MATERIAL SUPPLIED:
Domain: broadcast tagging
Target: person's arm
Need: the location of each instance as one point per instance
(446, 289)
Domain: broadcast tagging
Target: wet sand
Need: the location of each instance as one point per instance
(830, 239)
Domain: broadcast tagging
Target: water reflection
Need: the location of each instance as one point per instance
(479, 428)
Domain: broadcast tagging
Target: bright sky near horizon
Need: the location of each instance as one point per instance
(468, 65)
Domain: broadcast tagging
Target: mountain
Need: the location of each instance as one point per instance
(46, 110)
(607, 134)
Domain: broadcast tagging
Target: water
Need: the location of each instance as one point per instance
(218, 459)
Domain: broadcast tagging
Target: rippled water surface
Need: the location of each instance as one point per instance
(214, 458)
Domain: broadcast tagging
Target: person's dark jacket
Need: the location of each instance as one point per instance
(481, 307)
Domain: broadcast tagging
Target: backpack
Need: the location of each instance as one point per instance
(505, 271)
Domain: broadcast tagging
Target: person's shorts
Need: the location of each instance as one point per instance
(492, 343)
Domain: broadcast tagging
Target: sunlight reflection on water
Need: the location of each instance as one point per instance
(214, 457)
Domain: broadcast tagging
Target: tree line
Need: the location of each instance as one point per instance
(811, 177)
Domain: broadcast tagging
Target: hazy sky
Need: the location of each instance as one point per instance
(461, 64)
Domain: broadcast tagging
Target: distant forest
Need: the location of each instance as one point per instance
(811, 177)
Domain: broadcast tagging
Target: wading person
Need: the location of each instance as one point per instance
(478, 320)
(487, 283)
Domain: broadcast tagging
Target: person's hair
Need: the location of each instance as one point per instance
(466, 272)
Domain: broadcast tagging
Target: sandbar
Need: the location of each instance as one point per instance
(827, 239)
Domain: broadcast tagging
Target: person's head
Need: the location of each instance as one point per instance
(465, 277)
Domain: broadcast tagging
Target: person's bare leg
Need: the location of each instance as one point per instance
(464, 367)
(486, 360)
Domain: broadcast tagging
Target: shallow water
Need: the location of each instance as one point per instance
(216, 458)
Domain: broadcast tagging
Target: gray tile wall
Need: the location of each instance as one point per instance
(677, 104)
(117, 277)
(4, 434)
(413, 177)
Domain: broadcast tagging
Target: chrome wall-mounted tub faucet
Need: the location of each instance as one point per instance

TASK OBJECTIVE: Find the lines above that include the string "water" and copy them.

RESPONSE TO THE EXERCISE:
Target: water reflection
Target: water
Target: rippled water surface
Target: sunlight reflection on water
Target: shallow water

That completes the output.